▶ _What this task involves_: Using the class notes on Sayyid Qutb, explain in one to three sentences why, unlike the jurists, he does not think Islam's guidance can be formulated as an abstract system of laws.

▶ _Excerpt_:
:::
Read Sayyid Qutb, Milestones, Introduction and chapters 1-2 ("The Unique Qur'anic Generation" and "The Nature of the Qur'anic Method"). (If you didn't buy this book, it is available online here and here; please print out the text and bring it with you to class.)
On D2L, submit a one-paragraph commentary describing Sayyid Qutb's
attitudes toward two or more of the various aspects of Islam we have studied
so far this term: the
Qur'an, the Prophet's biography, and Hadith; the classical discourses of
law, theology, and Sufism; Islamic rituals; Islamic art and architecture; and/or Muslims' relationships with
the Christian West. For
example, you could identify which of these things he considers authoritative
or legitimate, and which ones he rejects as unislamic. Or you could describe his attitudes toward Hadith and classical law. Please
cite phrases that illustrate the attitudes you describe.
Notes from class
We did pretty well fitting Sayyid Qutb (SQ) into the mosaic of different Muslim authors we have read. He didn't fit neatly into our categories, but that is good because it shows that we are not forcing him into our categories, but are listening carefully to his unique claims:
Our three models of Islam
SQ definitely regards Islam as comprehensive guidance for all of life. Unlike the jurists, however, he does not think that guidance can be formulated as an abstract system of laws.
This is because he thinks a personal commitment to submitting to God alone is a prerequisite to figuring out what God requires. So his guidance model is based on a relational model of Islam: one's personal attitude of submission toward God comes first, and it is expressed in obedient action, and only then can one figure out the details of God's law.
But how does one obey without having figured out the law? Apparently SQ thinks there is a simpler intuitive kind of obedience that does not require lists of duties (rather like those hadith in al-Nawawi that advocated basic kindness and other virtues instead of giving lists of actions).
The Qur'an
SQ emphasizes the Qur'an above all else, as the only pure source of Islam, from which the Prophet's companions "drank." Any other source of values should be rejected.
:::
▶ _Provided data_:

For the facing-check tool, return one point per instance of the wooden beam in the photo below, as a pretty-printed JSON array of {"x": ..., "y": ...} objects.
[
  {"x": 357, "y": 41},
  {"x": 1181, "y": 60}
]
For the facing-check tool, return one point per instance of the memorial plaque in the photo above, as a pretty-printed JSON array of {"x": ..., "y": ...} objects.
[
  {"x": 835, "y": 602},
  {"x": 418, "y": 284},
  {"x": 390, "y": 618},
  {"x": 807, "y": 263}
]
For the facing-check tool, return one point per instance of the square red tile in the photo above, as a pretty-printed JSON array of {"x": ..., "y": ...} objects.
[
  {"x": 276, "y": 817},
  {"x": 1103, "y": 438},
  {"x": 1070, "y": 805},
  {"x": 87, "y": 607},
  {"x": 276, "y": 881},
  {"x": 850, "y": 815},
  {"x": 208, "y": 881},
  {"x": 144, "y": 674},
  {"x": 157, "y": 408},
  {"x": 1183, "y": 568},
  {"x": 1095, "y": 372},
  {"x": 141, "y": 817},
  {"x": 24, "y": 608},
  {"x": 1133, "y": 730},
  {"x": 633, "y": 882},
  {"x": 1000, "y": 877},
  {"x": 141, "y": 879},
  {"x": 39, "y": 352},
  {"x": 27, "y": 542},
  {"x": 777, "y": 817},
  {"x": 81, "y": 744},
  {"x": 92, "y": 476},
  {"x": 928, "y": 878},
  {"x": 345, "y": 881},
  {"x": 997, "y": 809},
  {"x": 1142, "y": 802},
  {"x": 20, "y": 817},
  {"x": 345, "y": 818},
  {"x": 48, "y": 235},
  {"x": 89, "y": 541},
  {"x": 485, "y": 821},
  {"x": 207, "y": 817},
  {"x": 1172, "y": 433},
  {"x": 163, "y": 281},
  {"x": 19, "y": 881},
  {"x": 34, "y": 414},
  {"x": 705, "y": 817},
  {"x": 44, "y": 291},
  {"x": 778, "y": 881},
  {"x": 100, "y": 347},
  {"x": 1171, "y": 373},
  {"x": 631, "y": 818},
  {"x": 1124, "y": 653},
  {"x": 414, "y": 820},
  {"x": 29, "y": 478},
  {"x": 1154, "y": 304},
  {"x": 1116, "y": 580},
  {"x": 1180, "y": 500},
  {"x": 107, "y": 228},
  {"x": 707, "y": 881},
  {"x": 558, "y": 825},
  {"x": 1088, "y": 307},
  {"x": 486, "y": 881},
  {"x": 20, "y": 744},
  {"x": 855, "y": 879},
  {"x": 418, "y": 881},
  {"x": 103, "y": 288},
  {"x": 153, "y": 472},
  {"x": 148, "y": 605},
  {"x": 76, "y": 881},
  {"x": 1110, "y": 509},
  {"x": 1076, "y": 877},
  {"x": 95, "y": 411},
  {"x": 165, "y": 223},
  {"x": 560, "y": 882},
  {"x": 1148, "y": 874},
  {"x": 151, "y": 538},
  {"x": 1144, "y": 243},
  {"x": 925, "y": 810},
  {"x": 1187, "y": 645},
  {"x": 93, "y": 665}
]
:::
▶ _Answer area_: He holds that a personal commitment to submitting to God alone is a prerequisite to figuring out what God requires. One's attitude of submission comes first and is expressed in obedient action, and only after that can the details of God's law be worked out.